╭──
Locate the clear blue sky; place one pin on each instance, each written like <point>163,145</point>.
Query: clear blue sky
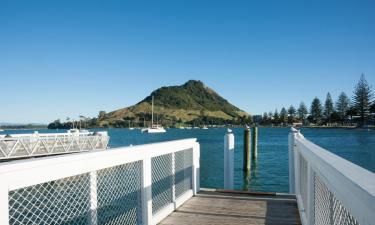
<point>65,58</point>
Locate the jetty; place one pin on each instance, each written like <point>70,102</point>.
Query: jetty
<point>45,144</point>
<point>160,184</point>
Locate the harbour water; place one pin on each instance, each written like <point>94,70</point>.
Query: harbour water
<point>270,171</point>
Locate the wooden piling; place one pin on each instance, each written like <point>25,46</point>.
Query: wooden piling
<point>228,160</point>
<point>255,143</point>
<point>246,151</point>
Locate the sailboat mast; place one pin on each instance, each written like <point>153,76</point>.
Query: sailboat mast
<point>152,111</point>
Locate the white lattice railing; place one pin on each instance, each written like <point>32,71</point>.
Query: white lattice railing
<point>130,185</point>
<point>30,145</point>
<point>329,189</point>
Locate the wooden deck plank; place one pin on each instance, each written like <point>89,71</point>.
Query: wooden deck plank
<point>212,208</point>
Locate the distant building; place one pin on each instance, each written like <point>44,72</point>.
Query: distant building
<point>257,118</point>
╰──
— Problem details —
In your copy, exclude the pictures and repeat each entry above exactly.

— Written solution —
Locate the clear blue sky; place one pin on each instance, each written like <point>163,145</point>.
Query: clear blue sky
<point>65,58</point>
Locate the jetty; place one pin on each instance, each written like <point>70,102</point>.
Query: jetty
<point>45,144</point>
<point>160,184</point>
Locate the harbour water; place one pin on each instance, each written like <point>94,70</point>.
Query: harbour water
<point>270,171</point>
Locate the wooden piling; place one pin on each instance, each written like <point>25,46</point>.
Query: wooden piling
<point>228,160</point>
<point>255,143</point>
<point>246,151</point>
Locate the sailboat mast; place one pin on each instance, each written like <point>153,76</point>.
Query: sailboat mast
<point>152,111</point>
Locate the white lattice railing; place one pin on each instance, each written like <point>32,71</point>.
Query: white lattice railing
<point>130,185</point>
<point>30,145</point>
<point>329,189</point>
Locate the wooden deck plank; place one pin on each instance, each written like <point>89,71</point>.
Query: wooden deck plank
<point>212,208</point>
Locate the distant building; place one pin on each instance, each written like <point>44,72</point>.
Query: distant building
<point>257,118</point>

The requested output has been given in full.